Direction: Pull out every line in the records below that contains the string "seated", copying each one unchanged.

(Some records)
- - -

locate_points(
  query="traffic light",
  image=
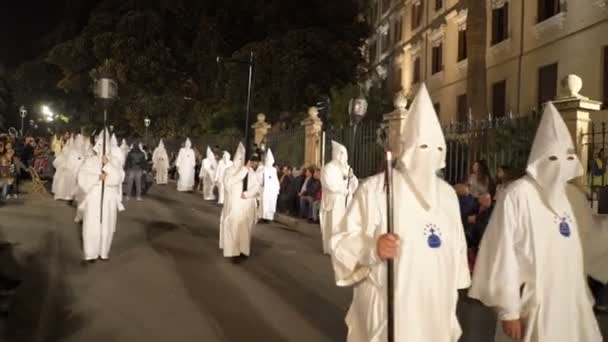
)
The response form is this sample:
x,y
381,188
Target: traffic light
x,y
324,107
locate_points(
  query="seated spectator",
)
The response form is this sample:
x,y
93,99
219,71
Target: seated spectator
x,y
316,205
308,192
469,205
476,224
288,192
504,177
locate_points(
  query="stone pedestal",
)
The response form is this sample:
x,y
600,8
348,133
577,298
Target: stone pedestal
x,y
260,129
395,121
575,110
312,141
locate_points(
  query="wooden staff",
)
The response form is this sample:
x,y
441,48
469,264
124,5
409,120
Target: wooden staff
x,y
390,264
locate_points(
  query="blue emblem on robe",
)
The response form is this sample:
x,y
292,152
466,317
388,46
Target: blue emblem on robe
x,y
433,234
564,227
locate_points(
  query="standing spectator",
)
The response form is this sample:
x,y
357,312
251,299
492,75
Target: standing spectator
x,y
287,192
135,165
480,180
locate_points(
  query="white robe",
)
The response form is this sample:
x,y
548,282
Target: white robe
x,y
526,243
206,175
336,188
238,214
427,279
97,234
160,163
64,181
270,192
185,163
222,166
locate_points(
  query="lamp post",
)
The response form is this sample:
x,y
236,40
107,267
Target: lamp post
x,y
250,62
147,124
22,114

- - -

Full response:
  query="seated spectator",
Target: seated spectator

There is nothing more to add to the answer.